Apply what you read →
a) Using the passage on decay under dental crowns, answer each question below.
(i) What is the margin of a crown?
(ii) What does the dentist remove from the tooth before making a crown?
(iii) What does the passage call mandatory for the longevity of a crown?
b) Return the part of the passage on decay under dental crowns that begins at the words "When patients visit" and stops after the words "a normal-shaped tooth.", copied exactly.

*** Excerpted passage Section Begins ***

When patients visit their dentist for their periodic checkup, dentists perform a thorough exam and there are cases where a cavity is detected on a tooth that has a crown on it. Dentists are often presented with the question: How did I get decay under a crowned tooth?
When your dentist makes a crown for you, he or she will remove all of the tooth decay or cavity that is present. The dentist then cuts around the whole tooth so that a crown can fit over the remaining tooth structure to build a normal-shaped tooth.
Decay under a crown happens because of plaque – a biofilm of food debris and bacteria – that usually forms at the gum line. This is the area of the crown which is known as the margin, the junction where the tooth and crown meet.
If plaque is allowed to form at the margin and not removed, then a new cavity will eventually form and you will need your crown to be replaced. This is why it is important to maintain proper oral hygiene to remove the plaque from your teeth and crowns.
Dental Crowns are built from long-lasting materials, however just like anything else, they are prone to wear.
Regular brushing and flossing are mandatory for the longevity of your crown. Brushing and flossing help remove all food debris and plaque around the tooth and reduce the chance of having decay. Special cleaning tools may be needed too, at times.

*** Excerpted passage Section Ends ***
*** Data extracts Section Begins ***

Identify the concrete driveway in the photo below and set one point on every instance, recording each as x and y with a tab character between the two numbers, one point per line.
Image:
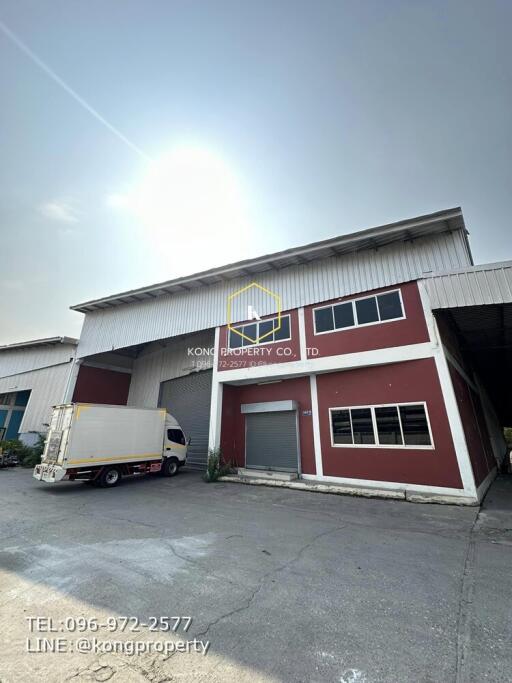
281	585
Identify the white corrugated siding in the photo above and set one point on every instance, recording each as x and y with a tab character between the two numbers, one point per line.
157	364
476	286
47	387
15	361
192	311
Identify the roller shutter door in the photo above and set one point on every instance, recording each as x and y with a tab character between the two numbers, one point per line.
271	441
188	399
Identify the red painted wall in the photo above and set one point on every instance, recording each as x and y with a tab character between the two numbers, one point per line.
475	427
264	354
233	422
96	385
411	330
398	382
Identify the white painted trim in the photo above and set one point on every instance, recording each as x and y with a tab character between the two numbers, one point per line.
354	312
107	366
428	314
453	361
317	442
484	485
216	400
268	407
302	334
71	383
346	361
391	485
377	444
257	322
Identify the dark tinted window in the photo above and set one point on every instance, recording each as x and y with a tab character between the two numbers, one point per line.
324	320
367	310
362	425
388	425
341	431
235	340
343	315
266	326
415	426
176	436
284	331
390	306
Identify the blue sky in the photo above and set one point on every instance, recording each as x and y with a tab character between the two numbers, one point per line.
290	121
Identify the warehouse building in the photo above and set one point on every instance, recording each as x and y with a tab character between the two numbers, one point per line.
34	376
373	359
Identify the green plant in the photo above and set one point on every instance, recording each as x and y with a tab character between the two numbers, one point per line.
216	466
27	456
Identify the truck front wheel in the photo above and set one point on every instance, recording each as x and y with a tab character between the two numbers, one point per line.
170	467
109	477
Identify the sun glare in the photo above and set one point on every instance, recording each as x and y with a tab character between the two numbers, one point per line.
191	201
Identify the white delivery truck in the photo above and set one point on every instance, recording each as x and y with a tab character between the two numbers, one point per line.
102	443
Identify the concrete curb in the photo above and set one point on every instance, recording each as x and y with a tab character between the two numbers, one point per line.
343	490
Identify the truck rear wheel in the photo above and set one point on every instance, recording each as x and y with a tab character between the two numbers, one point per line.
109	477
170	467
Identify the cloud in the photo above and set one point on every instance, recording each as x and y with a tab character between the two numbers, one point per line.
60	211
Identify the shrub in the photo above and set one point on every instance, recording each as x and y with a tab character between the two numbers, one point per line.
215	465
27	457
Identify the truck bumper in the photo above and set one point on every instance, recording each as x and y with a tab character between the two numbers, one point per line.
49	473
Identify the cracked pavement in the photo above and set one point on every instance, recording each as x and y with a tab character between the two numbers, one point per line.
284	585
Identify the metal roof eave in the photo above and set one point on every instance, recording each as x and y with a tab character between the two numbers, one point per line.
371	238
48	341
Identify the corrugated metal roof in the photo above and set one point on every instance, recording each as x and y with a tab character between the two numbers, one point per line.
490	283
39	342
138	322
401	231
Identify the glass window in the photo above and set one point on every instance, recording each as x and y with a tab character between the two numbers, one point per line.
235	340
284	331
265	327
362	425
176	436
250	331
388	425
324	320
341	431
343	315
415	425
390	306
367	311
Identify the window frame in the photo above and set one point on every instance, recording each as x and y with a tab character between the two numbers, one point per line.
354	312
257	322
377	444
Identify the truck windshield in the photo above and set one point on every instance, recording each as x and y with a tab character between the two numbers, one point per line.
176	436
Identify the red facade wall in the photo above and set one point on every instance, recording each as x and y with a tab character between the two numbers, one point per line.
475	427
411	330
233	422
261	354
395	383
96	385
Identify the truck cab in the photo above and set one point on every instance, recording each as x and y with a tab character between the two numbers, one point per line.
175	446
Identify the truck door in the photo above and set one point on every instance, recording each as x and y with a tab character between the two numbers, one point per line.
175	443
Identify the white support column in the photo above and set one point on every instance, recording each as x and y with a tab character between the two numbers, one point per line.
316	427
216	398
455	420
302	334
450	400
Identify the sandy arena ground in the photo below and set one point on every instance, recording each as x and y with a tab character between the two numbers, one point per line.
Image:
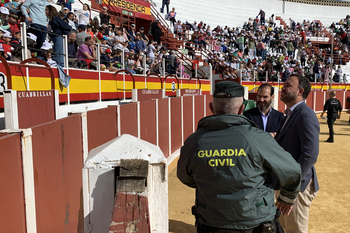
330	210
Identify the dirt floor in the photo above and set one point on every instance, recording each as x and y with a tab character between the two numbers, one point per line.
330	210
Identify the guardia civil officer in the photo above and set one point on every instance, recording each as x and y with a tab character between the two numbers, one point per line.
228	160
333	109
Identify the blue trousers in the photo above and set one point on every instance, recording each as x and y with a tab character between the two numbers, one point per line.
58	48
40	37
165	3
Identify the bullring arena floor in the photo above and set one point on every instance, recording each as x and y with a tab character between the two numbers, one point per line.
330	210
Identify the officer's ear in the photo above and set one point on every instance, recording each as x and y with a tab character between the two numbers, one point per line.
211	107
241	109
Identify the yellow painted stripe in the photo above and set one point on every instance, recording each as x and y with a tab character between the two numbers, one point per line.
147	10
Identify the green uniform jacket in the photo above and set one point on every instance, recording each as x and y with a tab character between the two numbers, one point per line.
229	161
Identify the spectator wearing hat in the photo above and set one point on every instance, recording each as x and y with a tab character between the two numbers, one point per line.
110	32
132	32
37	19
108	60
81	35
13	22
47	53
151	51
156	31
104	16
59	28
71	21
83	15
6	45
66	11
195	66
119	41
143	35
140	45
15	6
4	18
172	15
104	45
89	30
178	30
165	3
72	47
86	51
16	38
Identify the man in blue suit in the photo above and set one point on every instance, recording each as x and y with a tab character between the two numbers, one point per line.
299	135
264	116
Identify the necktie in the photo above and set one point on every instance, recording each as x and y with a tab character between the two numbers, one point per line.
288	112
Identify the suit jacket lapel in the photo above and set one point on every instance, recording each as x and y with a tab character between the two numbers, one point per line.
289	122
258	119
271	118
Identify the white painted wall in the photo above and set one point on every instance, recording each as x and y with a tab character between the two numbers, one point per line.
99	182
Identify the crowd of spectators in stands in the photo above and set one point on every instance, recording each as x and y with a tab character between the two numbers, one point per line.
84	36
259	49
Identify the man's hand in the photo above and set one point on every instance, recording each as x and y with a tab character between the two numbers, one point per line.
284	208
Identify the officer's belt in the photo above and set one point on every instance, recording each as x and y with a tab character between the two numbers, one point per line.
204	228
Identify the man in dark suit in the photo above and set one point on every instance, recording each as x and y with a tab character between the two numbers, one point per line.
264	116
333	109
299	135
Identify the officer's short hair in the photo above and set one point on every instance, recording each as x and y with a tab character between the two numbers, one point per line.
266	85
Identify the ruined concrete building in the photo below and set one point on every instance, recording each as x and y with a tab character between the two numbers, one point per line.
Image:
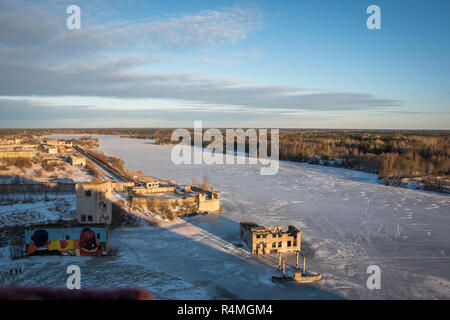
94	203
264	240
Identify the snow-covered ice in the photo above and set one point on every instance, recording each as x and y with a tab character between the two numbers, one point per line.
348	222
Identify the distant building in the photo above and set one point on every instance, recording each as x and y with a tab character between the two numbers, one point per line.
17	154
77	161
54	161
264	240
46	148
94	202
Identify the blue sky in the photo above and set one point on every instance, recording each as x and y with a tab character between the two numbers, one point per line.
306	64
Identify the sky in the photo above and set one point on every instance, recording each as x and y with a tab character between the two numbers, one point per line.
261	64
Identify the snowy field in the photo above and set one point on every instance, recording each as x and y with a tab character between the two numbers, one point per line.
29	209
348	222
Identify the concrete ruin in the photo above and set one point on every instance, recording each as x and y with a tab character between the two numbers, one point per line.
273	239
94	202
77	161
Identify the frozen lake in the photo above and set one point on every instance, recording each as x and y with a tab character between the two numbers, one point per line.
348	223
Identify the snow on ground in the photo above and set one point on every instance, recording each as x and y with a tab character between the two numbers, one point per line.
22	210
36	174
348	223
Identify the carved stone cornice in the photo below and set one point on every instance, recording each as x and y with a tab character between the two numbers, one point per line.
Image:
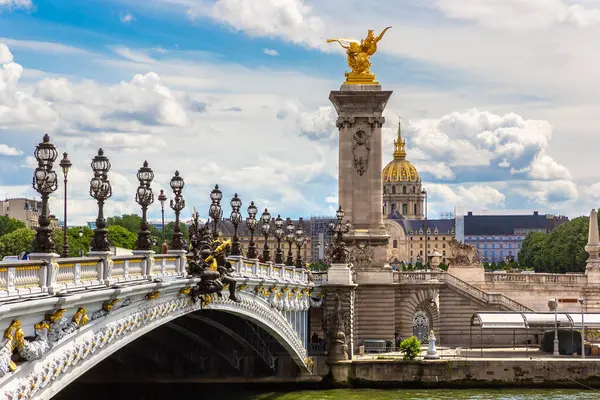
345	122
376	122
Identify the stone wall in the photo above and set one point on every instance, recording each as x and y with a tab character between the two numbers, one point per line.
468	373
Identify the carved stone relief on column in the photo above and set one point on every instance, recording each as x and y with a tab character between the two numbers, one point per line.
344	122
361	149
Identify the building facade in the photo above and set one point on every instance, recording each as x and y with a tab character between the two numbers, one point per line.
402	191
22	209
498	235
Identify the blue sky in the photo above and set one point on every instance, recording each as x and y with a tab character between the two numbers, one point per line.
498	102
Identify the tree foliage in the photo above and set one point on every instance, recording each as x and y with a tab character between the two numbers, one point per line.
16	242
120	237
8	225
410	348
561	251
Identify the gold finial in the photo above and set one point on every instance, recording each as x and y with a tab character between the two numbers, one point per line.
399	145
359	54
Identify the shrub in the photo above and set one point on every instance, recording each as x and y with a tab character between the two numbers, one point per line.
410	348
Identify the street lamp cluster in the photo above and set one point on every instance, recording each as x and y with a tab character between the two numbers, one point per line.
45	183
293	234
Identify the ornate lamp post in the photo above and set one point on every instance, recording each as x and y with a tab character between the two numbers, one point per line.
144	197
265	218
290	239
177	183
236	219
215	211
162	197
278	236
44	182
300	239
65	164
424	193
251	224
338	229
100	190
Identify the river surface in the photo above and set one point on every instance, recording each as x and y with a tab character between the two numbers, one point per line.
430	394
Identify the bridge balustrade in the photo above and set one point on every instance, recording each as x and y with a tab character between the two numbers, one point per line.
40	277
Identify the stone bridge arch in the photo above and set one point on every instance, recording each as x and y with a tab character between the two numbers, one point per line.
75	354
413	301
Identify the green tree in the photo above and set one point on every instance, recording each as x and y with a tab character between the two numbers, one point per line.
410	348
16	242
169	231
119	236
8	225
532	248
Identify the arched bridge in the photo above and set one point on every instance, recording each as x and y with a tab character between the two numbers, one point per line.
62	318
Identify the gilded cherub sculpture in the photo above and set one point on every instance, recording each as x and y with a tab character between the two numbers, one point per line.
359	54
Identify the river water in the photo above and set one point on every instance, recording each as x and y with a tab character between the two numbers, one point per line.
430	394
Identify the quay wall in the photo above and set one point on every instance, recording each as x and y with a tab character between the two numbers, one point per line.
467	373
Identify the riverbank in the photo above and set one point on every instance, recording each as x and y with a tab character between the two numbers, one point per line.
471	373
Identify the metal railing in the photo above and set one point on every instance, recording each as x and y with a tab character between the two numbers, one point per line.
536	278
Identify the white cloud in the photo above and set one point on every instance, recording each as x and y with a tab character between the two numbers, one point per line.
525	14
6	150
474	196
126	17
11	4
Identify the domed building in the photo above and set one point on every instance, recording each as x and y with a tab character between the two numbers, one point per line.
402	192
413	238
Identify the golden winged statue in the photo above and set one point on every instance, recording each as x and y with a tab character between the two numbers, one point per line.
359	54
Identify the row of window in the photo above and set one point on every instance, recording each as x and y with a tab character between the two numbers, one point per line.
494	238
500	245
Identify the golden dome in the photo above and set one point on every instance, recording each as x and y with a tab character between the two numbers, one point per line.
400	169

*** Data extracts Section Ends ***

Per-task outputs →
a)
(i) The junction where the tooth and crown meet.
(ii) All of the tooth decay or cavity that is present.
(iii) Regular brushing and flossing.

b)
When patients visit their dentist for their periodic checkup, dentists perform a thorough exam and there are cases where a cavity is detected on a tooth that has a crown on it. Dentists are often presented with the question: How did I get decay under a crowned tooth?
When your dentist makes a crown for you, he or she will remove all of the tooth decay or cavity that is present. The dentist then cuts around the whole tooth so that a crown can fit over the remaining tooth structure to build a normal-shaped tooth.